Directions
Please repeat the lines below, exactly and only, from the one that holds "Phrase: green shrub" through the one that holds "pair like [890,171].".

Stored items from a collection
======

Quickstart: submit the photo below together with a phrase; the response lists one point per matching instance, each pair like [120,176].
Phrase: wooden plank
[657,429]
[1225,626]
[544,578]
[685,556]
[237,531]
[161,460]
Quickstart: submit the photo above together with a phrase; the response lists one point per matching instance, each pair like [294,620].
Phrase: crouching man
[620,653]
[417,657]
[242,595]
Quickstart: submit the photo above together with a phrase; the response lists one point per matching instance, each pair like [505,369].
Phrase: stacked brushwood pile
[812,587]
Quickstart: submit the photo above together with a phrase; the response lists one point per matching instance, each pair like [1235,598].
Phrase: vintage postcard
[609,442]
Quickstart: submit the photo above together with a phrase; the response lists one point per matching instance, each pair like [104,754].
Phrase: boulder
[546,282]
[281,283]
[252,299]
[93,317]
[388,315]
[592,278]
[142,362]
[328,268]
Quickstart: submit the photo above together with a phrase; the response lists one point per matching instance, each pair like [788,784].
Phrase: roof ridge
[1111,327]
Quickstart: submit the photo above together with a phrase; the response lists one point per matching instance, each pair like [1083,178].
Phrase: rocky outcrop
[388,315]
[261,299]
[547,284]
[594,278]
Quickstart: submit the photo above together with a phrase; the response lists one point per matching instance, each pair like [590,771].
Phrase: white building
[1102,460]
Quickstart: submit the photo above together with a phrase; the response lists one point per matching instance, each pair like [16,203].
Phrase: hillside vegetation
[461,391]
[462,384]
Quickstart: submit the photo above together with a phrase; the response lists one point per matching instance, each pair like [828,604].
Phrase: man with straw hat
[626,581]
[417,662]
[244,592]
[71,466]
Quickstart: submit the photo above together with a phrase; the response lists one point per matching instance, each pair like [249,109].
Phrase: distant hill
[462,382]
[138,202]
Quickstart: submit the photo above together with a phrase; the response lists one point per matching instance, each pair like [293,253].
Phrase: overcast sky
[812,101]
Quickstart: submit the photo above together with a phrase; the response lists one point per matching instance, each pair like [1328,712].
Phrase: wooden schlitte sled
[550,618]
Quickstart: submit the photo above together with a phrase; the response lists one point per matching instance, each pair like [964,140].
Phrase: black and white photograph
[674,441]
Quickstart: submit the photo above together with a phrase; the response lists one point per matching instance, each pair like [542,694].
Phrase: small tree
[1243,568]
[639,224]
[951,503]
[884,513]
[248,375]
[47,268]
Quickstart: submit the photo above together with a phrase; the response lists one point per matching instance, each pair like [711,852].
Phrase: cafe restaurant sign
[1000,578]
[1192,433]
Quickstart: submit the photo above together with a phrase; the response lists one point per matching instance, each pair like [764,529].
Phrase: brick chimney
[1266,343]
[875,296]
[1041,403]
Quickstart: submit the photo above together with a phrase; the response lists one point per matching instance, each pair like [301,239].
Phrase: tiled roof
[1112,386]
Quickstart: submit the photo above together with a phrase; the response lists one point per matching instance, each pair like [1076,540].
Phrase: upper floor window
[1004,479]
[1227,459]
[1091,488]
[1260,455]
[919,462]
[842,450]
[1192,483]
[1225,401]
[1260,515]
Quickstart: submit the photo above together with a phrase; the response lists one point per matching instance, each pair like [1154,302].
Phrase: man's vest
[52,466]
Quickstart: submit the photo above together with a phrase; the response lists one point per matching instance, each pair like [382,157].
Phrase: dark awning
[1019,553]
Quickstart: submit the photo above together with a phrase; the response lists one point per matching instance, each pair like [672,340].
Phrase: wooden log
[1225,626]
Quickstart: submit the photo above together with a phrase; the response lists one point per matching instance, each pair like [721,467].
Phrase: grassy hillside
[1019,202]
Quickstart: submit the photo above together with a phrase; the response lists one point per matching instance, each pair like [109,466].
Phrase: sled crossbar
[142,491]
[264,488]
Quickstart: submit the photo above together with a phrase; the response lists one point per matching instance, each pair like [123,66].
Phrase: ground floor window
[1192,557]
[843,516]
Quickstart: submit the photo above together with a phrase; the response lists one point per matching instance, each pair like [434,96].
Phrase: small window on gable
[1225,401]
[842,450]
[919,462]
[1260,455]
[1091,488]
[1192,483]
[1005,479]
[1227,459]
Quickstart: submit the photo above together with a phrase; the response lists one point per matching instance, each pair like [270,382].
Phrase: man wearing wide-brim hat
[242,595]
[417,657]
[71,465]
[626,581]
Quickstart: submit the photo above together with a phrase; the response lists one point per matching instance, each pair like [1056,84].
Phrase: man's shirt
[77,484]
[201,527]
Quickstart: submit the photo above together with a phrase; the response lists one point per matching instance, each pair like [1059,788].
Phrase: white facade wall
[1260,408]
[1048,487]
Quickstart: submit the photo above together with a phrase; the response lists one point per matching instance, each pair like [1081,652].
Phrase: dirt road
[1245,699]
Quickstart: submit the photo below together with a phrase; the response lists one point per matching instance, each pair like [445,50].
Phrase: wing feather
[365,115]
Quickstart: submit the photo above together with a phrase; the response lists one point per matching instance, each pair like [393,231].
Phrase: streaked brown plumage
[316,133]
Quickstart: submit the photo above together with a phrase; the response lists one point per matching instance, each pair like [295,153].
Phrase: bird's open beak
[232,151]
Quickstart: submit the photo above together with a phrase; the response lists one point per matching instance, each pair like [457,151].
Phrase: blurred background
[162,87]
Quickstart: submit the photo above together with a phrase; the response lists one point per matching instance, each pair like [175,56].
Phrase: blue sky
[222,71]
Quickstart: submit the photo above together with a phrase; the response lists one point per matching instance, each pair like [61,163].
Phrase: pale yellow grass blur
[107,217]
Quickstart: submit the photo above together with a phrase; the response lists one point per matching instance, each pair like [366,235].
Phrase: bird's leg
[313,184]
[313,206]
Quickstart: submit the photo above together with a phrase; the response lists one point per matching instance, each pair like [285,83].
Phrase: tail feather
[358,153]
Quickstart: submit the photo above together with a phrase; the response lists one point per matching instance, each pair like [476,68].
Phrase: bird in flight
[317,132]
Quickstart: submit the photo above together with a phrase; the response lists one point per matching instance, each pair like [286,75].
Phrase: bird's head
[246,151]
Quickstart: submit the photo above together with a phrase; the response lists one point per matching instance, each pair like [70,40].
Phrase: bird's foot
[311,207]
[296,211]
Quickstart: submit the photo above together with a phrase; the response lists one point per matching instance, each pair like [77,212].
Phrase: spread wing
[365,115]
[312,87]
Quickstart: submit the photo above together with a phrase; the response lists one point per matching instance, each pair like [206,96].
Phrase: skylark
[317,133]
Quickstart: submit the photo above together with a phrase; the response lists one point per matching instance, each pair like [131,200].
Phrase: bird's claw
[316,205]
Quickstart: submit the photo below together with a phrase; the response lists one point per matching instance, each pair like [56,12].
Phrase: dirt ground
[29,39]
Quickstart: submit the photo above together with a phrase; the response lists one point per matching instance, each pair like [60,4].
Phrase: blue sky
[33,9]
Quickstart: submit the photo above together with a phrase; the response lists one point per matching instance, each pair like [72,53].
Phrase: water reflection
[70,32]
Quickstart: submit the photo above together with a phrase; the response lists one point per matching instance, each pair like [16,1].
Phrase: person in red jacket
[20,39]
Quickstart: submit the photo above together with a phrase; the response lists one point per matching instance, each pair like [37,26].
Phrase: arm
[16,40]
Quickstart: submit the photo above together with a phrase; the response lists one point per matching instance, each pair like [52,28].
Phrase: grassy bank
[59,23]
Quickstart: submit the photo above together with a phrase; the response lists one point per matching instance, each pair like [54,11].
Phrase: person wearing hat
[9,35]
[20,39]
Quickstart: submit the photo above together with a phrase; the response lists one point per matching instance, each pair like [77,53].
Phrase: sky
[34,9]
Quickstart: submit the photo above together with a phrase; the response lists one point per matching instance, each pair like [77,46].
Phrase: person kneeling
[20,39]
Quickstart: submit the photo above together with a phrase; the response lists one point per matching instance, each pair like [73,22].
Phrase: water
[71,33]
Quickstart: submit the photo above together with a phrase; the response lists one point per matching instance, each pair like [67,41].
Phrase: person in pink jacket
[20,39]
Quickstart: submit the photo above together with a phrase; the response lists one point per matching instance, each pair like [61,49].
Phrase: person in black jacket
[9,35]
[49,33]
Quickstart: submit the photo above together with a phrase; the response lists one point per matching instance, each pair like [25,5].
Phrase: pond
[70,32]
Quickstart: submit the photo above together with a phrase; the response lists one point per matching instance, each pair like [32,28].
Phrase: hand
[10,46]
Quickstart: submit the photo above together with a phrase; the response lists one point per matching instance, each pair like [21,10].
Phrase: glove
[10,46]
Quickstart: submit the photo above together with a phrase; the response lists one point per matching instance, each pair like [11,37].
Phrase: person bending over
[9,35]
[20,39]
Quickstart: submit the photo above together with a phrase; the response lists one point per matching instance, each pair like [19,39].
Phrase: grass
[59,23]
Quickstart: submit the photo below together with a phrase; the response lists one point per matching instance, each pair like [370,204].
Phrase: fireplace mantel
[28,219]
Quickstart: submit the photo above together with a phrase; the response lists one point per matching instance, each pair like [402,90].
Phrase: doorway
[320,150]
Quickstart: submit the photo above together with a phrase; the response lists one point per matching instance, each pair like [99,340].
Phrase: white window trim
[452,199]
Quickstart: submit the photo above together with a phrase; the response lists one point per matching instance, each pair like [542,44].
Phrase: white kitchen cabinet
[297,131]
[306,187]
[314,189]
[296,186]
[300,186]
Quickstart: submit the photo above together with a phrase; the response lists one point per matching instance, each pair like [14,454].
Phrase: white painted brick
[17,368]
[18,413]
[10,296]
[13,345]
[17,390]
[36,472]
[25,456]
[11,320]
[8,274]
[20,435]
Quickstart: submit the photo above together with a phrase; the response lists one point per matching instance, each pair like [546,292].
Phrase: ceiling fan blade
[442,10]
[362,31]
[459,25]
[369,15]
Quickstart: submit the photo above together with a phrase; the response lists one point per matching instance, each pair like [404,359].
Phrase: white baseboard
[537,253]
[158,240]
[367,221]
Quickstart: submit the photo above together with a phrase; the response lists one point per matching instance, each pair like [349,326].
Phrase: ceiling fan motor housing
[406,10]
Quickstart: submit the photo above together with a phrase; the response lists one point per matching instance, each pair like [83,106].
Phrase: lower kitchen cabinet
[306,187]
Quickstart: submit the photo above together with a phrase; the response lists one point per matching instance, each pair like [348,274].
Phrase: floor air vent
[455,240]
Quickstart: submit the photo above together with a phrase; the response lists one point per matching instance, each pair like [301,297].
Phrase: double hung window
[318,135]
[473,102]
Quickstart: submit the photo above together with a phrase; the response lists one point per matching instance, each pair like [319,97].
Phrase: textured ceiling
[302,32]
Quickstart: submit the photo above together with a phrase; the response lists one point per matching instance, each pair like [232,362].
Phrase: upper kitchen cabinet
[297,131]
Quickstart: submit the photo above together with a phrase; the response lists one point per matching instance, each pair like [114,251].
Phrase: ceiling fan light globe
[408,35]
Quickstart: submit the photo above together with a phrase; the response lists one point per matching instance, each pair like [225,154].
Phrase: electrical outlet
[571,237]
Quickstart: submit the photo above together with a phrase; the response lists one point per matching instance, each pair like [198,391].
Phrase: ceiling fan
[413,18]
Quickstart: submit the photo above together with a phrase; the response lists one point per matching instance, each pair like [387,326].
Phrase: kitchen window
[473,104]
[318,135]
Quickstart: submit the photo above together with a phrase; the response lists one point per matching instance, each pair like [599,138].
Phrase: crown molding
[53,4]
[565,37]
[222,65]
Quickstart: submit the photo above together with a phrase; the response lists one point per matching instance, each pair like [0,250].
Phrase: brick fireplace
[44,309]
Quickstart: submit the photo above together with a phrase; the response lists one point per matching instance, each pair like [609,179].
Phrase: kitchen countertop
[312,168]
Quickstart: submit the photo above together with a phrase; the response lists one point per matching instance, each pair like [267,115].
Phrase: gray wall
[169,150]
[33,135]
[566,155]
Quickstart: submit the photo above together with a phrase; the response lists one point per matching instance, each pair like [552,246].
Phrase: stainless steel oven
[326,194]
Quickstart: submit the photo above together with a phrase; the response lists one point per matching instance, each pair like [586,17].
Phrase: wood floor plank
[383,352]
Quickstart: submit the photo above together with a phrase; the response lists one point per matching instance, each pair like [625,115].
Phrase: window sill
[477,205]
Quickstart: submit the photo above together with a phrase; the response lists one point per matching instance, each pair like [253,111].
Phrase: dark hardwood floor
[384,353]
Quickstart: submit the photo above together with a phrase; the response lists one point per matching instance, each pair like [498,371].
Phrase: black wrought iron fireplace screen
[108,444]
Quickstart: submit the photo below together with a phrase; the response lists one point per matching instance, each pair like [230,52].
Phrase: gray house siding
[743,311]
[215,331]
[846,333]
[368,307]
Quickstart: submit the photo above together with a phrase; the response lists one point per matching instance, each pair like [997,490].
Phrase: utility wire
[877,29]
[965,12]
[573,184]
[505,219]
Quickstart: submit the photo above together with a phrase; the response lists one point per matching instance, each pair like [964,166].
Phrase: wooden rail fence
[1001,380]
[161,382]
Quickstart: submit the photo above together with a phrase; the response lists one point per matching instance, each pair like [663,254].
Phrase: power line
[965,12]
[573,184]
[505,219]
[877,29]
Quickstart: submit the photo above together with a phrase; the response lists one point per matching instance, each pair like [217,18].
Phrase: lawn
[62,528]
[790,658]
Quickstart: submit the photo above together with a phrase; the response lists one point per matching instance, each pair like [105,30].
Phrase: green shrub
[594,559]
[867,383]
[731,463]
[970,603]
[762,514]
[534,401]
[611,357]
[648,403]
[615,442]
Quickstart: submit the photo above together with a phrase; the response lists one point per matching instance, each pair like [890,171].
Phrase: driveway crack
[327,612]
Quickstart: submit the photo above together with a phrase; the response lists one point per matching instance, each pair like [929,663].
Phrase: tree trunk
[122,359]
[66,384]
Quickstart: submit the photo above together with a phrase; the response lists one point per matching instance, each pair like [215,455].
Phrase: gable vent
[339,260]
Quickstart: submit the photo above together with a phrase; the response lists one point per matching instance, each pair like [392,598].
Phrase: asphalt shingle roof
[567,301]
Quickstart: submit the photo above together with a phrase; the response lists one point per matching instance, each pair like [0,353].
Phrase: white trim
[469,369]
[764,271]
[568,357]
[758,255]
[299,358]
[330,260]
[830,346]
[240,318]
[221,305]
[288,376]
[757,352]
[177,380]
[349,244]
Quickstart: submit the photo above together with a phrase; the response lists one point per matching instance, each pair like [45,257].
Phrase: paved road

======

Written solution
Phrase: green shrub
[594,559]
[867,383]
[731,463]
[970,603]
[762,514]
[534,401]
[611,357]
[648,403]
[615,442]
Quickstart: submit the photo above together with a phrase; the response lists one point per matching instance, each pair like [890,171].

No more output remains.